- Problem description
Copy the data below word for word, from the very beginning through the line containing "pixel 484 706".

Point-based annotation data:
■ ■ ■ ■
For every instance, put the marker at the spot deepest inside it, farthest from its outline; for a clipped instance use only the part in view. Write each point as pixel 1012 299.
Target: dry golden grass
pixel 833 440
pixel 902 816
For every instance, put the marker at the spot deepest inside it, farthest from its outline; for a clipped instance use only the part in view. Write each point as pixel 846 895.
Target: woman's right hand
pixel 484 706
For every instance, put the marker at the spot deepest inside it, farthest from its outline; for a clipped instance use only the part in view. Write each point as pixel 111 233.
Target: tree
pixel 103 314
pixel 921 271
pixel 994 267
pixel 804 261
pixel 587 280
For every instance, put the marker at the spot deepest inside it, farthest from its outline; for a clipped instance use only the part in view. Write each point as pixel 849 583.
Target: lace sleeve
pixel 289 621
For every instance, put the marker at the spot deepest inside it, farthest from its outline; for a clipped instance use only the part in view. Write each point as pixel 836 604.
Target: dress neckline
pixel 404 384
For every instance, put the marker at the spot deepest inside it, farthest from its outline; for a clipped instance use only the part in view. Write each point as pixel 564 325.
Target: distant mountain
■ ■ ■ ■
- Written answer
For every instance, put the marker at the spot deepest inside it, farthest from its outline; for a clipped instance use only the part in view. Write each point as pixel 1012 299.
Target: dry golden grass
pixel 833 440
pixel 902 816
For every instance, put the marker at the spot deepest inside it, farthest from its outline; for a clipped instance use only the part in view. Write each point as pixel 846 895.
Target: woman's right hand
pixel 484 706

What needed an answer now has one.